**GIVEN TASK 1:** Retype the adjudication decision below from "This case was" to "in this decision." without changing a word.

**EXCERPTED PASSAGE:**

— start —

ADJUDICATION OFFICER DECISION
Adjudication Reference: ADJ-00047988
Parties:
| Complainant | Respondent |
Anonymised Parties | A Network Technician | An owner of the transmission & distribution electricity networks |
Representatives | John Keenan Independent Workers' Union (IWU) | Rosemary Mallon BL instructed by In House Solicitor |
Complaint(s):
Act | Complaint/Dispute Reference No. | Date of Receipt |
Complaint seeking adjudication by the Workplace Relations Commission under Section 9 of the Industrial Relations (Miscellaneous Provisions) Act 2004 | CA-00059146-001 | 29/09/2023 |
Date of Adjudication Hearing: 13/06/2024
Workplace Relations Commission Adjudication Officer: Breiffni O'Neill
Procedure:
In accordance with Section 41 of the Workplace Relations Act, 2015 following the referral of the complaint to me by the Director General, I inquired into the complaint and gave the parties an opportunity to be heard by me and to present to me any evidence relevant to the complaint.
This case was heard in conjunction with the IR - SC – 00001811. As disputes under section 13 of the Industrial Relations Act 1946-1969 are heard in private, I have anonymised the names of the parties in this decision.

— end —

**DATASET RECORDS:**
— start —

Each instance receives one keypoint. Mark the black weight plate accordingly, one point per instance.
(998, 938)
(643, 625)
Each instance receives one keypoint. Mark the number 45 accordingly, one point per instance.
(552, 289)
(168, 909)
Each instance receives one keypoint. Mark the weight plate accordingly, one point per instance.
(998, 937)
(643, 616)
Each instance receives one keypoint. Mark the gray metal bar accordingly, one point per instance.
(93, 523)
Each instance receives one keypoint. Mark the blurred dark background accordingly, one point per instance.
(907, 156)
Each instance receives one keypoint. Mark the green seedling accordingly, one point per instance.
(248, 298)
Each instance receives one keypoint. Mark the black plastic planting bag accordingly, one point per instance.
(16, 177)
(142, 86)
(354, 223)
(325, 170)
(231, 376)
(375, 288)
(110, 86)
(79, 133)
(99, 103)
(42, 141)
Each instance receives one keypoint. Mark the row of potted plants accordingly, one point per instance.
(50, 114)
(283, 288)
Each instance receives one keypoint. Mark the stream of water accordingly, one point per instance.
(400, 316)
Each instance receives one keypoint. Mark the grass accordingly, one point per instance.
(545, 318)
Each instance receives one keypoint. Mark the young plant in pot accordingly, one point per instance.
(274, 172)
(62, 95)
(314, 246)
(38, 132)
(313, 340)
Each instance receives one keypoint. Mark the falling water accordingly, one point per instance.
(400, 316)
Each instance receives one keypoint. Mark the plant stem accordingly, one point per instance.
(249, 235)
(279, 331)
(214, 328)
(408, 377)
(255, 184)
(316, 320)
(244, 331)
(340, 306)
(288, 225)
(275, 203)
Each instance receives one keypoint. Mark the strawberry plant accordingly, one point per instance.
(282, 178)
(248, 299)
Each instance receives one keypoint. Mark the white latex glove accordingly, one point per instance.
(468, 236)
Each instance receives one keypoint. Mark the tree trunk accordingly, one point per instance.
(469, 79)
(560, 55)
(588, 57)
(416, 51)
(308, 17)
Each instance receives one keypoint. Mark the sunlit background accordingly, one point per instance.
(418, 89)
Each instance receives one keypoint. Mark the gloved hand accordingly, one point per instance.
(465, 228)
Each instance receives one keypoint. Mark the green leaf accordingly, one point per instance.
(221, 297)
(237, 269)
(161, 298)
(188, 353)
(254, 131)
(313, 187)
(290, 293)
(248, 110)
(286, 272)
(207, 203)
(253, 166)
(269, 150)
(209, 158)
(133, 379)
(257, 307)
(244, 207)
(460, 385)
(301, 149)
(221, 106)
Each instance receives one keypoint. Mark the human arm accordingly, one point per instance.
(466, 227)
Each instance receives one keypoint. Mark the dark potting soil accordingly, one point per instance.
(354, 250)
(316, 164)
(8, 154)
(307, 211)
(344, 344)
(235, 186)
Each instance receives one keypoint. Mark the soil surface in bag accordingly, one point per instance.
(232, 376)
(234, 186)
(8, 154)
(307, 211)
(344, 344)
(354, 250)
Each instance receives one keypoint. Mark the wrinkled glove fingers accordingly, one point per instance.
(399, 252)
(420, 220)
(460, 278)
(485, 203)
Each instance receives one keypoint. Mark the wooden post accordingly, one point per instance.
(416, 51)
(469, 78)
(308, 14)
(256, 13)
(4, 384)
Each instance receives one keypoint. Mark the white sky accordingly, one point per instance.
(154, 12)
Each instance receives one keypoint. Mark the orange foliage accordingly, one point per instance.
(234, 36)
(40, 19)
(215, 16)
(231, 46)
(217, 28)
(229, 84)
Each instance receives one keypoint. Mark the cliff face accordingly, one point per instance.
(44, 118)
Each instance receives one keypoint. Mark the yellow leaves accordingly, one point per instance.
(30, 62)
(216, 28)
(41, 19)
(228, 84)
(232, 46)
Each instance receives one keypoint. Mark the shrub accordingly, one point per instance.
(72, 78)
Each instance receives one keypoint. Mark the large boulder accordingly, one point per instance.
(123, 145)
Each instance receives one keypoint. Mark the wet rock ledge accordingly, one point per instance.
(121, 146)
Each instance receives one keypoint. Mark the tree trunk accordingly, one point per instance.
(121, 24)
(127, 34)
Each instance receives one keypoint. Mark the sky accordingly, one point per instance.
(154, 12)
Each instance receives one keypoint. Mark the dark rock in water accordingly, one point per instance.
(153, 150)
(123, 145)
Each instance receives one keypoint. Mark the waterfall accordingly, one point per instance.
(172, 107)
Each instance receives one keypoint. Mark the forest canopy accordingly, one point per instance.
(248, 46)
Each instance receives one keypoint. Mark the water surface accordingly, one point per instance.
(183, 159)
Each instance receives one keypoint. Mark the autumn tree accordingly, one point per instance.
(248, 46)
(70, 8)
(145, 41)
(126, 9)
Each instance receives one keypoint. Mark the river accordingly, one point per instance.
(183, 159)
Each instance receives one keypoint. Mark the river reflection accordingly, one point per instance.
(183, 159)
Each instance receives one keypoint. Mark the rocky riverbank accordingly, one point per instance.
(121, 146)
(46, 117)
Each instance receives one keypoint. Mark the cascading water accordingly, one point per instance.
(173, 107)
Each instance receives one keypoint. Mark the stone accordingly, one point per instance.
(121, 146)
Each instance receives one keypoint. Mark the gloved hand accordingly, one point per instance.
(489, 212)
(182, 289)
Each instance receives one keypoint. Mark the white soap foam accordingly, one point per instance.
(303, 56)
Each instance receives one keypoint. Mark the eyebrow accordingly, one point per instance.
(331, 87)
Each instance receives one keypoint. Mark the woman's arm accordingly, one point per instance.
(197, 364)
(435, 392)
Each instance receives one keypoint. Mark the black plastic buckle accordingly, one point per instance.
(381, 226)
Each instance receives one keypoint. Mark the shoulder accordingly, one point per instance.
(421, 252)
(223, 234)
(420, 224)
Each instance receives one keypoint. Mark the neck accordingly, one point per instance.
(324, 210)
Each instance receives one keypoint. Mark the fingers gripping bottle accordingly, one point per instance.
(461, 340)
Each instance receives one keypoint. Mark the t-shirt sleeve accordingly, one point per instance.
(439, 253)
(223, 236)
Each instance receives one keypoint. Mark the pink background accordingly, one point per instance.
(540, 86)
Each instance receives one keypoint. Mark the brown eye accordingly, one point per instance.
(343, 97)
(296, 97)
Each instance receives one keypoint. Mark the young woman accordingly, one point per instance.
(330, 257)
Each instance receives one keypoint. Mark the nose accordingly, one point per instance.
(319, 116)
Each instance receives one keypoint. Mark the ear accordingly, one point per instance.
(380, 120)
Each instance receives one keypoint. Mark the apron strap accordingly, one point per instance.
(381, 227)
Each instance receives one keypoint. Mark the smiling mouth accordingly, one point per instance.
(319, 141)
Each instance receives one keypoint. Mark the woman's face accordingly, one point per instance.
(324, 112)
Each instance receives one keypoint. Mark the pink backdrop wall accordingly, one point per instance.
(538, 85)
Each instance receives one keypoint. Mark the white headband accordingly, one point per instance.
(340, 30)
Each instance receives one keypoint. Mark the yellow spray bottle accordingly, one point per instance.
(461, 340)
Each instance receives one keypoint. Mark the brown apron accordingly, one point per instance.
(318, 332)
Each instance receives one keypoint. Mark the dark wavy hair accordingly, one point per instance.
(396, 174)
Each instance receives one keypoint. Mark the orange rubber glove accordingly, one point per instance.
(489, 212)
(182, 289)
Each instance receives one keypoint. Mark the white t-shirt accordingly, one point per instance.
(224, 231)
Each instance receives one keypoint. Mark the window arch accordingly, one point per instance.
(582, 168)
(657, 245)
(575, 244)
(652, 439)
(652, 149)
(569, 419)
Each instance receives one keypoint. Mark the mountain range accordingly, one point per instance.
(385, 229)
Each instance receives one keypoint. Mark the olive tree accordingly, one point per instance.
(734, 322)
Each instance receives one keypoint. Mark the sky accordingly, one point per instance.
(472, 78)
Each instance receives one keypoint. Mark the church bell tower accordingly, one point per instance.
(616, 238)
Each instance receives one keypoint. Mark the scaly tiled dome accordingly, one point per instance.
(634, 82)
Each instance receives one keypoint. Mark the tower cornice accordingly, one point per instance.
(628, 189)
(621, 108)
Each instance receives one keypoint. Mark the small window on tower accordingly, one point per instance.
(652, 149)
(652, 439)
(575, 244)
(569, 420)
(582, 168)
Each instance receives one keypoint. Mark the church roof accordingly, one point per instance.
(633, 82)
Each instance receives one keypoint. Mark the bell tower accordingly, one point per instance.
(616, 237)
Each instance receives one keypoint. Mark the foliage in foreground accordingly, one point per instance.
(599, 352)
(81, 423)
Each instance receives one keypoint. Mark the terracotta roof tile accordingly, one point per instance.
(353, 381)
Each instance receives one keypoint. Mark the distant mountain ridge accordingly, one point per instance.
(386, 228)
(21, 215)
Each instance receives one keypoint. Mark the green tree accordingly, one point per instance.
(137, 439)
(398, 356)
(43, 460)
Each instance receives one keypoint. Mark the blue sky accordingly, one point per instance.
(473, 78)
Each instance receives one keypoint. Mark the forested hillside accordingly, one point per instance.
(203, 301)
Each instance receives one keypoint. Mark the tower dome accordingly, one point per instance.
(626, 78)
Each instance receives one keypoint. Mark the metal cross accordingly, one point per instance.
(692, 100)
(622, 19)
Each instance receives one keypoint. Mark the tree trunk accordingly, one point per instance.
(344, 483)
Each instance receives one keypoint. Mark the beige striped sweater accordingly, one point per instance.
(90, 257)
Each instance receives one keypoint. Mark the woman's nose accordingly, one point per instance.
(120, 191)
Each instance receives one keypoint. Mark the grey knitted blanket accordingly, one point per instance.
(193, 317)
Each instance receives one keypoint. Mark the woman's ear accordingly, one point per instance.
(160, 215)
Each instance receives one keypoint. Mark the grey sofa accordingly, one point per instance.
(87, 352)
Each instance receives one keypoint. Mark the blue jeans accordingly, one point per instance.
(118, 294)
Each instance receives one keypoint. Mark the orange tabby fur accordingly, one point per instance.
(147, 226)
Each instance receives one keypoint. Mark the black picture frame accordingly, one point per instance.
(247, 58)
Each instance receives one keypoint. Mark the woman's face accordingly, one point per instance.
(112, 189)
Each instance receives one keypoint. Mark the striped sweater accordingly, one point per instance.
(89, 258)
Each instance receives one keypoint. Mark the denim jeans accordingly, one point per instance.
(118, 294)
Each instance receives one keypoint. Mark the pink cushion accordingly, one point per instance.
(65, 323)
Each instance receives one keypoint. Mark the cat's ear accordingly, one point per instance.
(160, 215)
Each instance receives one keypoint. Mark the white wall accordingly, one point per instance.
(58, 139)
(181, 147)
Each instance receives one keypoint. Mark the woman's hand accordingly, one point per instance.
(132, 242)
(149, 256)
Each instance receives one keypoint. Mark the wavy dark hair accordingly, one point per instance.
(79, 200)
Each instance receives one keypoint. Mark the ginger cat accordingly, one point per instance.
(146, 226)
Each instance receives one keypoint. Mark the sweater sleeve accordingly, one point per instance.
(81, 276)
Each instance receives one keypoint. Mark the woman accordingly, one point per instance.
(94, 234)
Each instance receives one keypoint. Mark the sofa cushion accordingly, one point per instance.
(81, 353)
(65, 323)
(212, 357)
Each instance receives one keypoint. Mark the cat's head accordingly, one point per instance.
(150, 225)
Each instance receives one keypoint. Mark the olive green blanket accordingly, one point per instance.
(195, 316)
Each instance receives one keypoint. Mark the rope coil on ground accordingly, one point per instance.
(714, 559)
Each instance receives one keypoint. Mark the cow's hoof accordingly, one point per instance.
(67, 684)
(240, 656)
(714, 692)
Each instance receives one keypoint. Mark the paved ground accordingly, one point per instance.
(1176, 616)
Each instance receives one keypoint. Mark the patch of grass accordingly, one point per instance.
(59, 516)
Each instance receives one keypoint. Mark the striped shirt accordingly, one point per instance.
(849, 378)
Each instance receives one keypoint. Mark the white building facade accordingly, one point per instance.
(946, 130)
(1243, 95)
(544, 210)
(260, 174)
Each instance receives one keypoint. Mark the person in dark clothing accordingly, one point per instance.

— end —

**GIVEN TASK 2:** How many lines in the rows above contain the word "wall"? Give only the number.

**SOLUTION 1:**
This case was heard in conjunction with the IR - SC – 00001811. As disputes under section 13 of the Industrial Relations Act 1946-1969 are heard in private, I have anonymised the names of the parties in this decision.

**SOLUTION 2:** 2